-- start The data --

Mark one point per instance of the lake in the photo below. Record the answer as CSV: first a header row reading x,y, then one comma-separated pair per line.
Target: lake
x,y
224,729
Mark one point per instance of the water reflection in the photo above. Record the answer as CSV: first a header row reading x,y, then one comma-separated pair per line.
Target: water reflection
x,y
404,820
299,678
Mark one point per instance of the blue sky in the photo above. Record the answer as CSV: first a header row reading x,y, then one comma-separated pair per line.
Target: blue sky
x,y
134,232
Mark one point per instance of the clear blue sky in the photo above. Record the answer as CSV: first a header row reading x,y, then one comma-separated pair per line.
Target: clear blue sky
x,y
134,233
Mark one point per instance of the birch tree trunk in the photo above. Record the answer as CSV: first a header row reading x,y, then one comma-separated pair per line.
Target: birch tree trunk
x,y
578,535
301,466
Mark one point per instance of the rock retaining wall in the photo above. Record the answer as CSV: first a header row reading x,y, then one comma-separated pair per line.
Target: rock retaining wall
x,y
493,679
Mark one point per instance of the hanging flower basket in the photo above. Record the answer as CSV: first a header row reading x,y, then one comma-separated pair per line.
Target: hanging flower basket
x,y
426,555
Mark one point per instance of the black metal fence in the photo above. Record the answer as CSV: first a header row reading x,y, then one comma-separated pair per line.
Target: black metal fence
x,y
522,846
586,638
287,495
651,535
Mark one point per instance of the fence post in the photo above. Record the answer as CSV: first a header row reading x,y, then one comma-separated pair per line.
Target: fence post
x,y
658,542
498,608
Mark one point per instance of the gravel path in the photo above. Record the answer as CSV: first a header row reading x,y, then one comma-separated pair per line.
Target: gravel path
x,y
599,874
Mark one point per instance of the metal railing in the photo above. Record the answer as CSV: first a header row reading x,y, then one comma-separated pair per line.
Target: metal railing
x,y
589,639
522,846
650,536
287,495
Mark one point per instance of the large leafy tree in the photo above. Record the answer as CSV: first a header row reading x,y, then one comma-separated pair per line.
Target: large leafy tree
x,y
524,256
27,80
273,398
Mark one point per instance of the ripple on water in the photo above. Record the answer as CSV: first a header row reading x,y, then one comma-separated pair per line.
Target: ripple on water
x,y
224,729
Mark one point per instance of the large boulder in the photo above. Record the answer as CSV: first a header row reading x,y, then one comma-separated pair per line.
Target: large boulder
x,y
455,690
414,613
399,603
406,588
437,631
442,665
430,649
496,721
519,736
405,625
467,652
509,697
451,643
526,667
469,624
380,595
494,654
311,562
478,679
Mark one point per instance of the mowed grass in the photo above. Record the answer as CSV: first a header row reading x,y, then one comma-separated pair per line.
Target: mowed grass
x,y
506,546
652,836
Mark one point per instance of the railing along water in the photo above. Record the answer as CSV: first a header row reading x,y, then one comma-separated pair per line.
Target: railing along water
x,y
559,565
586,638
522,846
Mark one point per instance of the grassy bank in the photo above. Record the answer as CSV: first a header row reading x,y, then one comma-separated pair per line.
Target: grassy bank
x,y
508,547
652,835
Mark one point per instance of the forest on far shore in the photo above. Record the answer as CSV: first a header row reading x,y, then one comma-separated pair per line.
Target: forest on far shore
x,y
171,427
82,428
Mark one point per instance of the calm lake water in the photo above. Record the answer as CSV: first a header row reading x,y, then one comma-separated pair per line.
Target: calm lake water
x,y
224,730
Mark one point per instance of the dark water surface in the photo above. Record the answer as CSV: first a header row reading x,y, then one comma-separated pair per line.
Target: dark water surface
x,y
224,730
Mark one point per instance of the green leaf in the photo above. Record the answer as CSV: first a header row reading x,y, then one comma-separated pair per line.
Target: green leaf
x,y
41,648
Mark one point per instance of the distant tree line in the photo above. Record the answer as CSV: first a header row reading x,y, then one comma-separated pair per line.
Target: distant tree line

-- end The data --

**Exercise requirements**
Beginning at the line that holds "Mark one point per instance of the dark", reproduce each line of the records above down to and including the last one.

**Result of the task**
Mark one point per instance of the dark water surface in the photo above. Record the answer as CSV: first a header row reading x,y, then one comma-separated pair per line.
Target: dark water surface
x,y
224,730
Mark one point per instance of the green leaf in the photo above. Record the answer as CSV: first a header row reading x,y, then one comma-separated pair per line.
Target: green leaf
x,y
41,648
Mark one point per instance of the distant tree line in the photo above. Record the answer as CSV: first a header row reading x,y, then one comma-separated pair per line.
Target: distant tree line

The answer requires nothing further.